Photo object pointing records:
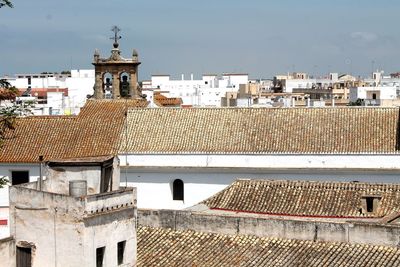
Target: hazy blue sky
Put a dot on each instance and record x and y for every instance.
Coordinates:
(259, 37)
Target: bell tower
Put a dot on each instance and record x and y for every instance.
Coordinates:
(116, 77)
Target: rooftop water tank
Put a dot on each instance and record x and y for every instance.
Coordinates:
(77, 188)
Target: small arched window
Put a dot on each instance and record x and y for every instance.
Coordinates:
(177, 190)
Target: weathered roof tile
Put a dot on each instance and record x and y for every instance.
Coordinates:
(262, 130)
(306, 198)
(169, 248)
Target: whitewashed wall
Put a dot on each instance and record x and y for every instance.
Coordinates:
(205, 175)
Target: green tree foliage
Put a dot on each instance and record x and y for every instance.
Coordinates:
(6, 3)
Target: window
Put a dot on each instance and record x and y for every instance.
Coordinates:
(121, 251)
(19, 177)
(370, 204)
(177, 190)
(106, 181)
(100, 256)
(24, 256)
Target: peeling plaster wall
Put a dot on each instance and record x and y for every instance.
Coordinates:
(359, 233)
(7, 252)
(106, 231)
(49, 222)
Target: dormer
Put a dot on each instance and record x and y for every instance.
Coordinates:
(370, 203)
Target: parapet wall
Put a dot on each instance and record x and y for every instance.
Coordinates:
(357, 233)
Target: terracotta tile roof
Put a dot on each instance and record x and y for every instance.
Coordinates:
(95, 132)
(35, 136)
(261, 130)
(306, 198)
(163, 101)
(168, 248)
(99, 126)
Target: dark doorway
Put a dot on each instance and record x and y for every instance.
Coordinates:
(178, 190)
(100, 256)
(24, 257)
(19, 177)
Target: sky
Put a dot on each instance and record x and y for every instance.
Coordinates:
(259, 37)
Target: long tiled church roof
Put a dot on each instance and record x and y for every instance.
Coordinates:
(100, 130)
(94, 132)
(261, 130)
(168, 248)
(305, 198)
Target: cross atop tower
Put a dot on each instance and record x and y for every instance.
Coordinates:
(116, 37)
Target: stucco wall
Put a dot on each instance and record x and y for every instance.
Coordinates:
(65, 231)
(155, 185)
(362, 233)
(7, 252)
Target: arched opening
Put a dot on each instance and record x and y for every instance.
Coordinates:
(107, 85)
(124, 84)
(177, 190)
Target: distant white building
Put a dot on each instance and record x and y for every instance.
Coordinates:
(206, 92)
(53, 93)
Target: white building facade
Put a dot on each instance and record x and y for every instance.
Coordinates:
(206, 92)
(76, 87)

Required work: Return the lines from the line containing "Target: peeling plaster wall" to the end of the entries above, exactly as they appear and with no other output.

Correct result:
Target: peeling plaster wall
Put a dot on each instance and record x and y for every instance.
Coordinates:
(359, 233)
(7, 252)
(106, 231)
(49, 222)
Target: dormer
Put a dot on each instance and record x and y for every instance.
Coordinates:
(370, 203)
Target: parapet wall
Put a dot on each instance and record x and y for every instance.
Coordinates:
(357, 233)
Target: terracotta tile roof
Put a dot on each instance and record x and y for every instance.
Coordinates:
(95, 132)
(35, 136)
(261, 130)
(306, 198)
(163, 101)
(168, 248)
(99, 126)
Target: dark doorway
Put a dot on each instance and record x and y for every instance.
Coordinates:
(178, 190)
(100, 256)
(24, 257)
(19, 177)
Target: sky
Put a dot on each instance and record x and y for every instance.
Coordinates:
(259, 37)
Target: long tiled church roof
Put a dot on each instance and record x and y for every instance.
Coordinates:
(100, 130)
(94, 132)
(261, 130)
(168, 248)
(305, 198)
Target: cross atop tower
Put a dot on each instance and record x and y for every instance.
Coordinates:
(116, 37)
Target: stucco wall
Put a dot on each instance and record x and y for every instance.
Coordinates:
(65, 231)
(155, 185)
(362, 233)
(7, 252)
Target: arched opening
Put a dot on each instance and record x and y for every instance.
Coordinates:
(107, 85)
(124, 84)
(177, 190)
Target: distant white building
Put a dot on each instance and record x and y for every instance.
Coordinates:
(206, 92)
(53, 93)
Target: white building facade
Put a dot on each instance and record x and y for every instance.
Coordinates:
(206, 92)
(76, 87)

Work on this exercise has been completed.